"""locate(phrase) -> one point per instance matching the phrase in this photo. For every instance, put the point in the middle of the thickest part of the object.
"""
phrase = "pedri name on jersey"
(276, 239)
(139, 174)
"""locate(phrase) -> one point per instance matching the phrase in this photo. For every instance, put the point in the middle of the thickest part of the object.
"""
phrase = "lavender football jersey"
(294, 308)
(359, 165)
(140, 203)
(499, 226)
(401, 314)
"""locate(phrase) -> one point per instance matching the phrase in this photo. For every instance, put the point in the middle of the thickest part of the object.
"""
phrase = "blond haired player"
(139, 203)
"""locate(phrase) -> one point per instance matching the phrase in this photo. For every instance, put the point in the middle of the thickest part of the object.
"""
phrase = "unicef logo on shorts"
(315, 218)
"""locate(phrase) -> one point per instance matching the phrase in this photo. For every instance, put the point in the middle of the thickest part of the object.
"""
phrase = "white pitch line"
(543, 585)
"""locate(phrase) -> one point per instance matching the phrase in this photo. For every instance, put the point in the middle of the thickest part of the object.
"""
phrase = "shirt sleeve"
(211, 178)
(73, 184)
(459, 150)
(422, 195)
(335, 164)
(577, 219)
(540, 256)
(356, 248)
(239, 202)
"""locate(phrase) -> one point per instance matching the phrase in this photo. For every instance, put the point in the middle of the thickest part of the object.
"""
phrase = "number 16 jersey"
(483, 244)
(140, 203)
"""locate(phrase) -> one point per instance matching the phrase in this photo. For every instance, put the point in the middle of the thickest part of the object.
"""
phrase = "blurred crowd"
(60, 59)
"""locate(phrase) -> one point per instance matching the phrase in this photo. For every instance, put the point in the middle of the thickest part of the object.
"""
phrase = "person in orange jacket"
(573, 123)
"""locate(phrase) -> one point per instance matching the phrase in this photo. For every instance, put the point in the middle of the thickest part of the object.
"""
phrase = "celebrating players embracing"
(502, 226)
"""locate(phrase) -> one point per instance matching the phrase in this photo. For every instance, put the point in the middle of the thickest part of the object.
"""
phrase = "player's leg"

◆ ◆ ◆ ◆

Exercise objective: What is needed is an exact copy of all the records.

Response below:
"""locate(phrase) -> one point per instance matching the phrase in this photo. For every instance, put the point in the middle of the thickest part of the object.
"""
phrase = "pedri name on jersey"
(276, 239)
(139, 174)
"""locate(phrase) -> one point per instance matching the phrase in this photo. For every instance, put the point in the middle of the thickest part of the object.
"""
phrase = "lavender football jersey"
(294, 308)
(359, 165)
(140, 203)
(499, 226)
(401, 314)
"""locate(phrase) -> one point per instance matching the phrase in this photo. For every instance, put the point in the middle of the thickest part of the object.
"""
phrase = "blond haired player"
(139, 203)
"""locate(phrase) -> one point per instance matching the phrase in this photo. For every instance, put the point in the middle of the thickest part of the object.
"""
phrase = "unicef logo on shorts"
(315, 218)
"""locate(phrase) -> one point per instance matching the phrase in this photo. For every instance, put the point in the middle of the thickest part of the object.
"""
phrase = "white pitch line"
(543, 585)
"""locate(phrase) -> one point per instance matching the phrase in this photo. For every instance, put the point in the middle of the thickest part of the object.
"""
phrase = "shirt sleeve"
(211, 178)
(73, 184)
(459, 150)
(422, 195)
(335, 164)
(577, 219)
(540, 256)
(356, 248)
(239, 202)
"""locate(phrase) -> one point per instance matching the phrase in this photo. For every instance, put the point in the middle of the thickest part of the object.
"""
phrase = "number 16 jersey"
(483, 244)
(140, 203)
"""locate(phrase) -> one point per instance matching the phrase in this photo. For every instance, put the point in the middle of the thickest part of the object.
"""
phrase = "blurred crowd"
(60, 59)
"""locate(phrase) -> one point per instance matching the phrase in this photo. For every instance, put the point in the middle of the thickest part of the object.
"""
phrase = "person in orange jacket"
(573, 123)
"""locate(phrase) -> one point per instance matching the phrase in this photo. For every instance, put the point in the middle of the thickest part of the object.
"""
phrase = "celebrating players embracing"
(502, 226)
"""locate(phrase) -> one point per instance matching the phrase in this photo. For every instance, put the point in the middle of the thickest part of the object.
"""
phrase = "player's leg"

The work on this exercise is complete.